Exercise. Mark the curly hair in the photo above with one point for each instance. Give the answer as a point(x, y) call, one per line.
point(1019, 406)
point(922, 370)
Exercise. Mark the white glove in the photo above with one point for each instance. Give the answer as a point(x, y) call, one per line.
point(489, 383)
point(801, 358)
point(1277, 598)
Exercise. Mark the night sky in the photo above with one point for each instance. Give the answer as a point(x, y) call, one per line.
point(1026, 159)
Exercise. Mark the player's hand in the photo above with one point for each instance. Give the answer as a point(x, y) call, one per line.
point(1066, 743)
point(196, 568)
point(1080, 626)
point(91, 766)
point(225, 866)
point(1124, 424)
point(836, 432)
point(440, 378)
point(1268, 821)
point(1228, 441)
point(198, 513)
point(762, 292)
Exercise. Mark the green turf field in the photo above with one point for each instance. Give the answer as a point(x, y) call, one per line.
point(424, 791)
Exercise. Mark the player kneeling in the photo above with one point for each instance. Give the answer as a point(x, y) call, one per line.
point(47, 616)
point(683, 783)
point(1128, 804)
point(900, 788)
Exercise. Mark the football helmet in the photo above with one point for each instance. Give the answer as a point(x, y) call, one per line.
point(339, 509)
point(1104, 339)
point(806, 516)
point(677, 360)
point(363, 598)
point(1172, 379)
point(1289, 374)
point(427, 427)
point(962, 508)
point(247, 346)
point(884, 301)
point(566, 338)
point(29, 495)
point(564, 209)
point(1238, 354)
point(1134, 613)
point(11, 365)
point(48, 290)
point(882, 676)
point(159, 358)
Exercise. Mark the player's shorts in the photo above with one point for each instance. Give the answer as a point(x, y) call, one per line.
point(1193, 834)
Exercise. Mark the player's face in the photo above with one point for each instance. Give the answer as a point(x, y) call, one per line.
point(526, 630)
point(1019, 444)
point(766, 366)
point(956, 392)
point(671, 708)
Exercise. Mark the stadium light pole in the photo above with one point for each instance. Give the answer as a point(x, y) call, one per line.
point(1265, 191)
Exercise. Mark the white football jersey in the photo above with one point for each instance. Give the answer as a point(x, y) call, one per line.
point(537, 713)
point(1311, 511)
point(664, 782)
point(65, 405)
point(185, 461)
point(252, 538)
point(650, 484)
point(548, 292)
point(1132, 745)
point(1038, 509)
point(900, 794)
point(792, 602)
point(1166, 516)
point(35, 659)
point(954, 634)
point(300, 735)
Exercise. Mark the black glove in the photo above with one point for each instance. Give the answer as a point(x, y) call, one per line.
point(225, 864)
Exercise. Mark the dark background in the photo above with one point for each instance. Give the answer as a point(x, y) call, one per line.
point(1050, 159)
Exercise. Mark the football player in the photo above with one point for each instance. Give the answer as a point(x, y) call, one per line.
# # # # # # #
## Given instruction
Format the records as a numbered list, starting at the line that contains "Exercise. Mark the dark" and running through the end of the records, with both ends included. Leave out any blank lines.

## Answer to the exercise
1. Exercise. Mark the dark background in the photo above with one point for each instance. Give the answer as a point(x, y) call, one per line.
2. point(1050, 159)
3. Exercise. Mark the football player in the photo above with one point for each instance. Give the answer as a point(x, y) call, one per line.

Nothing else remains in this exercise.